# Dataset content start

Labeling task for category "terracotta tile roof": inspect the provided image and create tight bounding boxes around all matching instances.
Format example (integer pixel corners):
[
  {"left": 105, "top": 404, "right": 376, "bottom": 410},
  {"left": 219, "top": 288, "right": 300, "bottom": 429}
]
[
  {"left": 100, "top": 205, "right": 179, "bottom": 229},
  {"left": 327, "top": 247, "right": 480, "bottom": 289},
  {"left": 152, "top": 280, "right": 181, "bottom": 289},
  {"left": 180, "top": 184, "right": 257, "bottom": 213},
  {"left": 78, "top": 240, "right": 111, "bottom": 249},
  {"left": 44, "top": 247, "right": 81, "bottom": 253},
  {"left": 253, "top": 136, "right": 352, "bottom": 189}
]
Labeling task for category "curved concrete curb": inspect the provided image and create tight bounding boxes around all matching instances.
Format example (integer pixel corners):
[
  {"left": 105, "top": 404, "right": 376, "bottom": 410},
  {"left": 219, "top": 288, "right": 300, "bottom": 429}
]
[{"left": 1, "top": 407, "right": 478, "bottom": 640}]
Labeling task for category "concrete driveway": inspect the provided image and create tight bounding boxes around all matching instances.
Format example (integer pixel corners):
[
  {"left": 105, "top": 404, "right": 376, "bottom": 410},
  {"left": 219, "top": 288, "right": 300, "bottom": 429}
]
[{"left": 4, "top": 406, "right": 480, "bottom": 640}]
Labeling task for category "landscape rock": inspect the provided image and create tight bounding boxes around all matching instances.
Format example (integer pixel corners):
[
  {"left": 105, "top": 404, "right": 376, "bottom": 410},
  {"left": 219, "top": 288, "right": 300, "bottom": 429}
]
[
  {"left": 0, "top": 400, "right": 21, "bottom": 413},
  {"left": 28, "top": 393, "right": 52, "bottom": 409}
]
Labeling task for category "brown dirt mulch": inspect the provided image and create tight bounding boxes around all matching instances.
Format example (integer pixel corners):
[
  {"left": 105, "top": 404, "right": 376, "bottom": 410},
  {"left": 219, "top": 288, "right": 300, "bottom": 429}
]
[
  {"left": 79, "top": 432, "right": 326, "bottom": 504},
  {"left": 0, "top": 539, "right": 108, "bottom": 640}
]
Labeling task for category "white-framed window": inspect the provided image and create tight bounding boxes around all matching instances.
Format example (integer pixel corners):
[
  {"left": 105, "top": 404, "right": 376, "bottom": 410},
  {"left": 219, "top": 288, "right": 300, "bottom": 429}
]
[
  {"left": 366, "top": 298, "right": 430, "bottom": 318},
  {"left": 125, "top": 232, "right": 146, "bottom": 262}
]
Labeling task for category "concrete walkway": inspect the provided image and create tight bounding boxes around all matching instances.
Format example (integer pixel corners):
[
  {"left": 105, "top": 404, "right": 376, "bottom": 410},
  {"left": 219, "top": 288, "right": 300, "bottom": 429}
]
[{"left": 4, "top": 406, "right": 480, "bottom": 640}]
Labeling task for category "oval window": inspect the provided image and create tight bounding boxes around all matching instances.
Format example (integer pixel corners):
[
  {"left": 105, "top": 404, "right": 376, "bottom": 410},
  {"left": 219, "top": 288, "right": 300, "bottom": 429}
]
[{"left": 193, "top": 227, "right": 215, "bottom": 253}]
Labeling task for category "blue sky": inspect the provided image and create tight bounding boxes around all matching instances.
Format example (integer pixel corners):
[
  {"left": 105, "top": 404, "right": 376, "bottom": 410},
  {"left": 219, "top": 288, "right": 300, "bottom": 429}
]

# Dataset content end

§ **Task objective**: Locate each line in the rows above that contains the word "window", matching case exactly, and copy those lines.

§ **Full answer**:
Labeling task for category "white-framed window": inspect the provided image and create tight bounding boxes around all matching instances.
Labeling task for category "oval window": inspect the provided image and create tight bounding boxes around all matching instances.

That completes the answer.